THE INPUT —
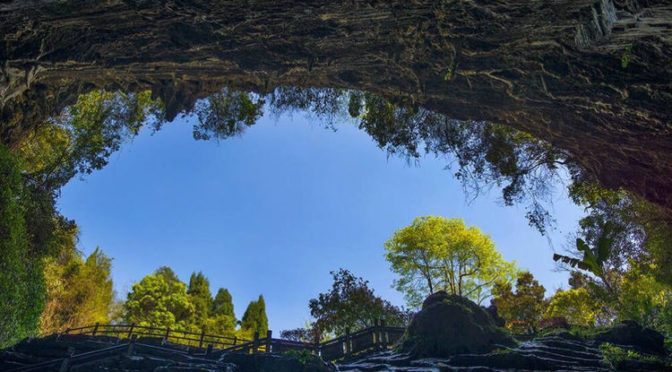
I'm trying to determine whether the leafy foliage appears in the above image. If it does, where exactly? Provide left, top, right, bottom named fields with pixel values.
left=40, top=246, right=114, bottom=335
left=492, top=272, right=546, bottom=332
left=124, top=273, right=195, bottom=330
left=385, top=216, right=517, bottom=307
left=308, top=269, right=409, bottom=339
left=193, top=88, right=264, bottom=140
left=544, top=288, right=602, bottom=327
left=240, top=295, right=268, bottom=337
left=0, top=144, right=45, bottom=347
left=187, top=272, right=213, bottom=327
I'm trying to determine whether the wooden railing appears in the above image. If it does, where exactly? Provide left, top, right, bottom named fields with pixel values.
left=63, top=324, right=250, bottom=349
left=63, top=321, right=404, bottom=361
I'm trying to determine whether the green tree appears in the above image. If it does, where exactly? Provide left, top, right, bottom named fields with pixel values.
left=544, top=287, right=603, bottom=327
left=385, top=216, right=517, bottom=307
left=212, top=288, right=235, bottom=318
left=123, top=270, right=195, bottom=330
left=209, top=288, right=236, bottom=334
left=40, top=247, right=114, bottom=335
left=308, top=269, right=408, bottom=340
left=240, top=295, right=268, bottom=337
left=0, top=144, right=45, bottom=348
left=193, top=88, right=264, bottom=140
left=615, top=262, right=672, bottom=337
left=187, top=271, right=212, bottom=327
left=492, top=271, right=546, bottom=332
left=154, top=266, right=181, bottom=283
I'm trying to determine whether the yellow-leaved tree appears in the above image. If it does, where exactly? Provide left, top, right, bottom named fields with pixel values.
left=385, top=216, right=517, bottom=307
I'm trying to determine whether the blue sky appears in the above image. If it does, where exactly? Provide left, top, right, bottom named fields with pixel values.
left=58, top=109, right=581, bottom=331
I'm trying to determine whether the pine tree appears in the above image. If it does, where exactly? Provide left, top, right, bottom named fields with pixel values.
left=187, top=271, right=212, bottom=327
left=212, top=288, right=236, bottom=320
left=240, top=295, right=268, bottom=337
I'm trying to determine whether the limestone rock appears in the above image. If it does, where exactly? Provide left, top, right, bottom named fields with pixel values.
left=401, top=291, right=515, bottom=357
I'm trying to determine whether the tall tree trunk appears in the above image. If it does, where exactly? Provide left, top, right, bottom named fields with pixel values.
left=0, top=0, right=672, bottom=211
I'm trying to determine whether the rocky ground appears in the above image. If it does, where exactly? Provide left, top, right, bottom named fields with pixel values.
left=0, top=292, right=672, bottom=372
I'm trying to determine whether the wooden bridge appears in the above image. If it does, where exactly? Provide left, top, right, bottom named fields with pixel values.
left=62, top=321, right=405, bottom=361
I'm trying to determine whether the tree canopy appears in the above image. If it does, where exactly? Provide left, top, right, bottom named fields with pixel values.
left=240, top=295, right=268, bottom=337
left=492, top=271, right=546, bottom=333
left=308, top=269, right=409, bottom=336
left=385, top=216, right=517, bottom=307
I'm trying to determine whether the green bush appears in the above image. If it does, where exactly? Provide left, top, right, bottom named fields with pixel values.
left=0, top=145, right=45, bottom=347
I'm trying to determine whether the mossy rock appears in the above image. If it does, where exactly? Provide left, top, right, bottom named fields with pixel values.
left=400, top=291, right=516, bottom=358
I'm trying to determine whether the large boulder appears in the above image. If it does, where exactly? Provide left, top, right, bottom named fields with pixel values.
left=219, top=353, right=334, bottom=372
left=400, top=291, right=515, bottom=357
left=595, top=320, right=667, bottom=356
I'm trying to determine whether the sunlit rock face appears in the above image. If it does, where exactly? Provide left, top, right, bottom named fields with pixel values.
left=0, top=0, right=672, bottom=210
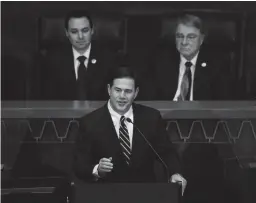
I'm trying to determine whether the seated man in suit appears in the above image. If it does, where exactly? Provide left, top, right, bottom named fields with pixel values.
left=37, top=10, right=115, bottom=100
left=152, top=15, right=230, bottom=101
left=151, top=14, right=230, bottom=203
left=74, top=67, right=186, bottom=192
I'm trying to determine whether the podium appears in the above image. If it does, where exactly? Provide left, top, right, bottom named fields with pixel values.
left=71, top=183, right=181, bottom=203
left=1, top=177, right=71, bottom=203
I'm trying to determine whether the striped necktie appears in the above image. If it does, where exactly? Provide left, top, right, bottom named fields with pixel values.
left=178, top=61, right=193, bottom=101
left=119, top=116, right=131, bottom=165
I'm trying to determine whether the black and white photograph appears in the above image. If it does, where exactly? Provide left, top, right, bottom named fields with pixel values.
left=1, top=1, right=256, bottom=203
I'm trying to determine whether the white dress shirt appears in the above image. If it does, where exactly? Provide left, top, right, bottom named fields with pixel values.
left=92, top=101, right=134, bottom=178
left=72, top=44, right=91, bottom=79
left=173, top=53, right=198, bottom=101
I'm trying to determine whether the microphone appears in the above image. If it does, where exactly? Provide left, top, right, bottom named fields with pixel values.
left=126, top=118, right=170, bottom=183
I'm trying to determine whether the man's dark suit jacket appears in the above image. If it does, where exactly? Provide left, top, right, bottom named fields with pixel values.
left=37, top=42, right=116, bottom=100
left=74, top=104, right=180, bottom=182
left=152, top=47, right=232, bottom=203
left=151, top=47, right=232, bottom=101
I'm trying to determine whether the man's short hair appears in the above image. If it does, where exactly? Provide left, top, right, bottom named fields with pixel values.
left=65, top=10, right=93, bottom=30
left=108, top=66, right=139, bottom=88
left=176, top=14, right=206, bottom=34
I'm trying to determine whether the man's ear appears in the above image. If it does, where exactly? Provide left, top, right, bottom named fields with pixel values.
left=65, top=28, right=69, bottom=38
left=108, top=84, right=111, bottom=96
left=200, top=34, right=205, bottom=46
left=134, top=87, right=140, bottom=99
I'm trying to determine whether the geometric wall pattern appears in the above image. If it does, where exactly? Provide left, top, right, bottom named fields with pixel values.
left=1, top=118, right=256, bottom=143
left=1, top=118, right=256, bottom=171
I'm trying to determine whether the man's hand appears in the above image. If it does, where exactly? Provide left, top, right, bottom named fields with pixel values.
left=171, top=173, right=187, bottom=196
left=98, top=157, right=113, bottom=177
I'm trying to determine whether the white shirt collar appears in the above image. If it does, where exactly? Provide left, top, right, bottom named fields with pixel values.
left=180, top=52, right=199, bottom=66
left=108, top=101, right=133, bottom=122
left=72, top=44, right=91, bottom=60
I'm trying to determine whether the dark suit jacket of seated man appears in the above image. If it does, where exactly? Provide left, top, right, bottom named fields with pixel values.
left=36, top=11, right=116, bottom=100
left=74, top=67, right=186, bottom=189
left=150, top=17, right=233, bottom=101
left=152, top=15, right=231, bottom=203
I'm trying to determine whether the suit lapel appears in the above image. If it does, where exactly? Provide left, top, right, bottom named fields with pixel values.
left=193, top=51, right=210, bottom=100
left=101, top=104, right=121, bottom=151
left=162, top=50, right=180, bottom=100
left=60, top=46, right=76, bottom=85
left=131, top=104, right=146, bottom=166
left=87, top=43, right=99, bottom=75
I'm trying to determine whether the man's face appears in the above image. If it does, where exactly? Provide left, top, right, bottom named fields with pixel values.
left=108, top=78, right=139, bottom=115
left=66, top=17, right=93, bottom=53
left=176, top=24, right=204, bottom=60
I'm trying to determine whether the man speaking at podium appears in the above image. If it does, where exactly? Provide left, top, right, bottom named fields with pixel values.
left=74, top=67, right=186, bottom=191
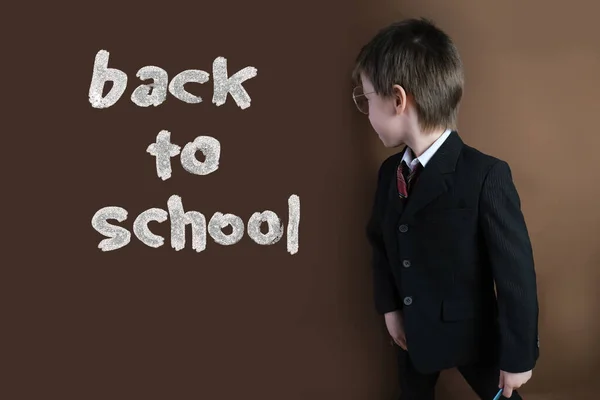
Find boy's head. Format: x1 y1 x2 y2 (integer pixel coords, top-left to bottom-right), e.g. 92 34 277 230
352 19 464 147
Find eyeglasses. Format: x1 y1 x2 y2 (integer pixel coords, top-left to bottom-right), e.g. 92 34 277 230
352 86 375 115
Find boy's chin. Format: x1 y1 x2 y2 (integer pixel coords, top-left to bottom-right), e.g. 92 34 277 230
380 138 403 149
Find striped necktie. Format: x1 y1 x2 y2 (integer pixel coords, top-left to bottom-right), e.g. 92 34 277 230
396 161 423 199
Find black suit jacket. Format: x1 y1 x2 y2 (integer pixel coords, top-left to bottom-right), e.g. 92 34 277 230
367 132 539 373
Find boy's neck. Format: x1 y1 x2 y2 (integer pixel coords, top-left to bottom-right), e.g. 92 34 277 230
404 129 446 157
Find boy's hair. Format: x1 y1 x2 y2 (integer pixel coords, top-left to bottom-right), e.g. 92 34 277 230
352 18 464 131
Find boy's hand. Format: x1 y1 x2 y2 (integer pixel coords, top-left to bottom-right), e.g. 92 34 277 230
498 371 533 398
384 310 406 350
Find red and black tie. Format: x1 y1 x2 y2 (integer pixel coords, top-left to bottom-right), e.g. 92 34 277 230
396 161 423 199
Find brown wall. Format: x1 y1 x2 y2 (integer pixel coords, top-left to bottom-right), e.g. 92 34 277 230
352 0 600 399
7 0 600 400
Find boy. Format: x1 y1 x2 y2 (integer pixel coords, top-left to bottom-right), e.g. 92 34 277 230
353 19 539 400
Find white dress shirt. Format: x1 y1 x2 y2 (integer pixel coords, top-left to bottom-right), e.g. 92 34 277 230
402 129 452 171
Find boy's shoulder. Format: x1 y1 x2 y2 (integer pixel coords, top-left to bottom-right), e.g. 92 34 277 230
379 143 507 176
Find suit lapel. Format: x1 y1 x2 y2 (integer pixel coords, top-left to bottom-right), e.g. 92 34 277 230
402 131 463 219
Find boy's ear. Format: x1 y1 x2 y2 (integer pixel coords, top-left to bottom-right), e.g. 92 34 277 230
392 85 407 114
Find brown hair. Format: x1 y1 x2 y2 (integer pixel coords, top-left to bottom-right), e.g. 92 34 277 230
352 18 464 130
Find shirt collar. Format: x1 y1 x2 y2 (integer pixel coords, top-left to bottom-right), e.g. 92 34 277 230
402 129 452 170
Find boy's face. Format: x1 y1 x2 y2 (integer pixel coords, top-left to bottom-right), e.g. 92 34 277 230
361 74 407 147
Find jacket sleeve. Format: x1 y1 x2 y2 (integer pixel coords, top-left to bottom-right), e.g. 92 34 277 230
480 161 539 373
367 162 401 315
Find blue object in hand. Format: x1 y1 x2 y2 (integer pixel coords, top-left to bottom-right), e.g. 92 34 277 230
494 389 504 400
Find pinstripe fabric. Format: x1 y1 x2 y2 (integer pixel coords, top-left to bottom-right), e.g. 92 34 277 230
367 132 539 373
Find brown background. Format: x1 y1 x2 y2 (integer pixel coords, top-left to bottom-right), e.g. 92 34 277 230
5 0 600 400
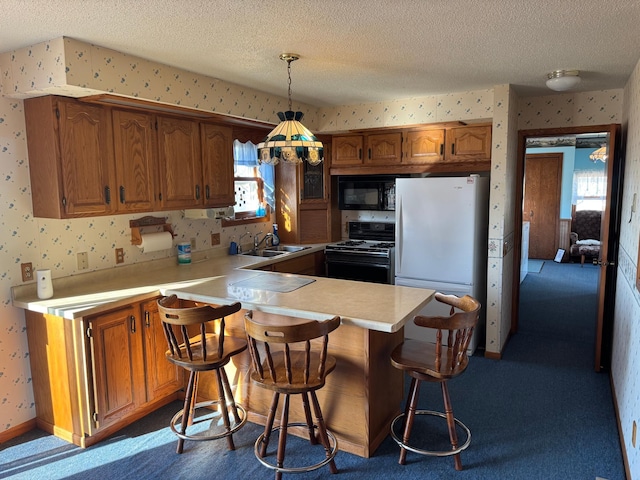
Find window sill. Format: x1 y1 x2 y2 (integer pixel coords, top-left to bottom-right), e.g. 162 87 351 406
222 208 271 227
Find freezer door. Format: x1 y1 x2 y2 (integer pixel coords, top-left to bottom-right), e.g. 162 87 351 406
395 177 486 284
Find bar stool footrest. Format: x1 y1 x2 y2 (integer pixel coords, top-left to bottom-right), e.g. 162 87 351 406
169 400 247 441
253 423 338 473
391 410 471 457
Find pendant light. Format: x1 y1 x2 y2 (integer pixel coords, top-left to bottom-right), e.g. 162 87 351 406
258 53 324 165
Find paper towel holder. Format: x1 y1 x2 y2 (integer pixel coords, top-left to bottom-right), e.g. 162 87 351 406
129 215 176 245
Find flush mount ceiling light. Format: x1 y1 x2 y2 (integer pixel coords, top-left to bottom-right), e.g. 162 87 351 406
258 53 324 165
547 70 580 92
589 145 609 163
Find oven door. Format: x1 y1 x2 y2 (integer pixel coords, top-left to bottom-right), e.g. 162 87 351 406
325 254 395 285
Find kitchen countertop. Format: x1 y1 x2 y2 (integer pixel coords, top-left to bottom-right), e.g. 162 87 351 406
11 245 434 333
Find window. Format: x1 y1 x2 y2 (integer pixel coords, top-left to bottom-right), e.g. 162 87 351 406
222 140 275 227
572 170 607 210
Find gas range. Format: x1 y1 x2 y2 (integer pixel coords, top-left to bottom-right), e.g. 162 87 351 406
326 240 395 253
327 222 396 250
325 222 395 284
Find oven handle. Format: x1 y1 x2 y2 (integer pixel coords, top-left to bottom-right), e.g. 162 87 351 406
324 249 390 258
326 259 391 270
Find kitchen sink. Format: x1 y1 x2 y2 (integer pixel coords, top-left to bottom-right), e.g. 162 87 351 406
240 249 289 257
265 245 311 253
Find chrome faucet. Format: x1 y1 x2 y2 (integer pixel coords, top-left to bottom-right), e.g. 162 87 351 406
238 232 251 253
253 232 273 251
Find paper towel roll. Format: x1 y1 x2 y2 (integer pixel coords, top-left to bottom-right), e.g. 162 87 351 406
138 232 173 253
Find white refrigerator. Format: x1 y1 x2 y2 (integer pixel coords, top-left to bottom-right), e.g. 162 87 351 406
395 175 489 354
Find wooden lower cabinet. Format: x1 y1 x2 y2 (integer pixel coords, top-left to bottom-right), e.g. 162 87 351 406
25 299 183 447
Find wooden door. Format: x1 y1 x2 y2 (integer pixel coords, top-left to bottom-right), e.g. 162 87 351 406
157 116 203 210
112 110 156 212
58 100 115 217
87 305 145 435
200 123 235 207
141 299 181 402
403 129 444 165
522 153 563 260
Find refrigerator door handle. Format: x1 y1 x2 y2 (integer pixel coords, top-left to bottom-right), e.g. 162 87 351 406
395 195 404 275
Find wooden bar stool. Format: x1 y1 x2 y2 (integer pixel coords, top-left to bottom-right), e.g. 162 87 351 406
391 293 480 470
244 311 340 480
158 295 247 453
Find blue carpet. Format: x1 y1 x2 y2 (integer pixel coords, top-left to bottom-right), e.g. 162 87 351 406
527 259 544 273
0 262 625 480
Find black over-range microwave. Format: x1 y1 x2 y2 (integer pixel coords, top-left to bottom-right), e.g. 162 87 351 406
338 175 396 210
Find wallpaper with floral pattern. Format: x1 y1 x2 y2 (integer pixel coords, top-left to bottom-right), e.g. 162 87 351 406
0 38 640 472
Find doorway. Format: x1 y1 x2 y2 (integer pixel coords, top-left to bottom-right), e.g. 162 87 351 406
510 124 622 371
522 153 563 260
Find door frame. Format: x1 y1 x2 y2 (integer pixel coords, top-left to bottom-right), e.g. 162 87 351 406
509 124 623 372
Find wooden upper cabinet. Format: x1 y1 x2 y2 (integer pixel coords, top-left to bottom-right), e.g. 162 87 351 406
364 132 402 165
200 123 235 207
402 129 444 165
445 125 491 162
331 135 364 166
112 110 156 212
25 96 115 218
157 116 204 210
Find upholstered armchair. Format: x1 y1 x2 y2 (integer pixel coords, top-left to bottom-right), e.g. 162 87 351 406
569 210 602 265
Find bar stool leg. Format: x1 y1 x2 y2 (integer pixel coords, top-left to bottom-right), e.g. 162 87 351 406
220 367 241 423
214 370 236 450
309 390 338 473
276 395 289 480
260 392 280 458
300 392 318 445
176 371 197 453
398 377 420 465
440 382 462 471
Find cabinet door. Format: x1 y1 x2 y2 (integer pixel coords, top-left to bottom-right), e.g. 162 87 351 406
364 132 402 165
57 99 115 217
112 110 156 212
157 116 203 210
200 123 235 207
403 130 444 165
141 299 181 402
87 305 145 434
331 135 364 166
446 125 491 162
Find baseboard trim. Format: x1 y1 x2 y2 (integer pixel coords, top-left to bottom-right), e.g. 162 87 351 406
609 375 632 478
0 418 37 443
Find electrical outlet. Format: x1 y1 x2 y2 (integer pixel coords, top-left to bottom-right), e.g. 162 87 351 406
20 262 33 282
78 252 89 270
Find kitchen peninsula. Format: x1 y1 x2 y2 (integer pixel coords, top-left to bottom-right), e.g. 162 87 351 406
12 246 434 457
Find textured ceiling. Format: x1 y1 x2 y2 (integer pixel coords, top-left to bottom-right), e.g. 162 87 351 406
0 0 640 106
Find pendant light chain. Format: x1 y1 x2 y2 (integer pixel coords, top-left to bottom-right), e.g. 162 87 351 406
287 59 293 110
258 53 324 165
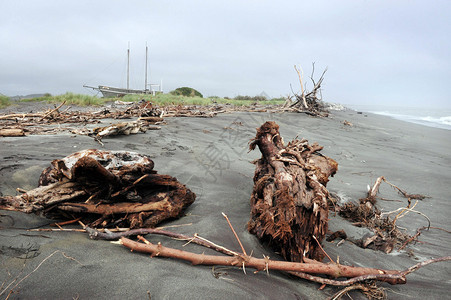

STATED TASK — Rescale the bounding box coordinates in the answers by rewriting every line from the one containing "Find textured ceiling." through the end of the items, both ends included. Multiply each coordinate by 1.15 and round to a whole number, halves up. Keep the requests and their format samples unchanged, and leave out the pictures.

RESULT FOR THIS EXERCISE —
Find textured ceiling. Format: x1 y1 x2 y2 (integer pixel coords, top-left to bottom-right), e.g. 162 87 351 406
0 0 736 122
Find pendant light chain. Format: x1 y1 x2 y2 (integer pixel coords, top-left to bottom-right), e.g. 162 87 351 406
330 68 337 127
297 61 373 190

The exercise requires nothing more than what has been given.